EXTRACTED TEXT:
Segment Open

Biden said that his recovery plan will “build a better future,” while pointing out his popularity among black voters, touting his history as a public defender and his time working in “the projects.”

But when Charlemagne mentioned the 1994 Crime Bill that Biden championed and its negative impact on black Americans, Biden went into defense mode. “The Crime Bill didn’t increase mass incarceration, other things increased mass incarceration,” Biden said. “If you go back and look… the vast majority of the [Congressional Black Caucus] supported the crime bill, almost every major city black mayor supported the Crime Bill, because blacks were getting killed overwhelmingly as well.”

Support of a discriminatory bill from black mayors does not justify its passage, and black support for the bill was often coupled with calls for other strong social reforms that didn’t materialize. As noted in a 2016 New York Times op-ed looking back at black support for the Crime Bill, the situation was a little more nuanced than black-people-supported-the-Crime Bill-too:

Policy makers pointed to black support for greater punishment and surveillance, without recognizing accompanying demands to redirect power and economic resources to low-income minority communities. When blacks ask for better policing, legislators tend to hear more instead.

Biden exemplified this very problem when he continued to defend the bill, lauding its inclusion of the Violence Against Women Act and the assault weapons ban and distancing himself from its three-strikes policy and mandatory sentences. Biden said that, “on balance,” the bill reduced violence in black communities, which he suggests is good enough.

This segued into Biden describing the prison population in America.

“There are only a couple things everybody has in common in jail,” Biden said. “One is, they were victims of abuse or their mother was; number two, can’t read; number three, they don’t have any job skills, they were in a position where they didn’t get a chance.”

Biden could have described the plight of inmates—most coming from low-income backgrounds, and more susceptible to issues like lower literacy rates—in a less brusque, hamhanded way. But he carried on, explaining why he supports formerly incarcerated people have access to public housing, pell grants, health care, and other.

“Why so much resistance on admitting the crime bill and other legislation you were a part of was damaging to the black community, “Charlamagne asked, noting that when Hillary Clinton was on their show, she wanted to atone for the crime bill

“She was wrong,” Biden said, adding that the crime bill wasn’t a problem, but rather tough drug sentences. But the crime bill also encouraged police to carry out more drug arrests.

Biden’s inability to own up to mistakes—whether about the crime bill or deportations during the Obama administration—does not make Biden look tough, it makes him look petulant. Owning up to the unfortunate consequences of the 1994 crime bill is not a weakness, and if anything it’ll help divert the ability of President Trump’s re-election campaign to exploit the racist repercussions of the crime bill and attract jaded black voters.

The conversation meandered about technicalities over sentencing, drug rehabilitation, and the like, until the topic of Biden’s running mate came up. Charlemagne noted that people on social media weren’t happy that Senator Amy Klobuchar was being vetted for the role, and pointed out a Washington Post op-ed that argues why Biden needs a black woman as a running mate. Biden refused to offer more details about his VP search while his handler insisted that Biden had run out of time.

But Biden made sure he signed off on a deeply cringe-worthy note: “If you have a problem figuring out whether you’re for me or Trump, you ain’t black!”

Black Americans have more to lose under another four years of Trump, but perhaps one’s blackness-quota isn’t Biden’s call to make.

Someone, please, tighten Biden’s muzzle.

Segment Closed

EXCERPTED RECORDS:
Segment Open

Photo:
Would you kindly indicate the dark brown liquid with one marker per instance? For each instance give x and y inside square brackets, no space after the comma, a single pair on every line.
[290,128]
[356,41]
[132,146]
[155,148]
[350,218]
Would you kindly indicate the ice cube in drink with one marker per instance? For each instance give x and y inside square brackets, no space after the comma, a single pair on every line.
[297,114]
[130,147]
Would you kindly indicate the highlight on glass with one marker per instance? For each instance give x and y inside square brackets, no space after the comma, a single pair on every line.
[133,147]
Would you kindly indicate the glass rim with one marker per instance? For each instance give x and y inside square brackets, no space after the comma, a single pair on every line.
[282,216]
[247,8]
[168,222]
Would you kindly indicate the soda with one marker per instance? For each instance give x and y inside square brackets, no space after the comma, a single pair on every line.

Segment Closed
Segment Open

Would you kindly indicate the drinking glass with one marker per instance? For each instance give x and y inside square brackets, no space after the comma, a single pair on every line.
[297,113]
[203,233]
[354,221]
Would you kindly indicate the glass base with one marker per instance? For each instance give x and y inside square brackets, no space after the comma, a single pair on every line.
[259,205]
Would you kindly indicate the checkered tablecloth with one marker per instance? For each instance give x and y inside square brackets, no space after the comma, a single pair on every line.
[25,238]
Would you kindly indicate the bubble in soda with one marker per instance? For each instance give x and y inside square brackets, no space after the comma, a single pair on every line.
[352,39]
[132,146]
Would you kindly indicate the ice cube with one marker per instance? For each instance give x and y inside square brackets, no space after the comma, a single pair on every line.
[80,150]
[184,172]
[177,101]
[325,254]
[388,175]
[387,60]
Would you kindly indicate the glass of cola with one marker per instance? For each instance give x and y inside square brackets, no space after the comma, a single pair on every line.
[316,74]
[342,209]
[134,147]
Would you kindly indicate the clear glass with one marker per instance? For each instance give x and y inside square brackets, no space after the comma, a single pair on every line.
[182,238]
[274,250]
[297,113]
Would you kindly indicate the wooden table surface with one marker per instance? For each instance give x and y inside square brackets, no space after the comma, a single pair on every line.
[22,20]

Segment Closed

ABOUT THIS TASK:
In the article about Biden's interview, which senator were people on social media unhappy to see vetted as Biden's running mate?

EXPECTED ANSWER:
Senator Amy Klobuchar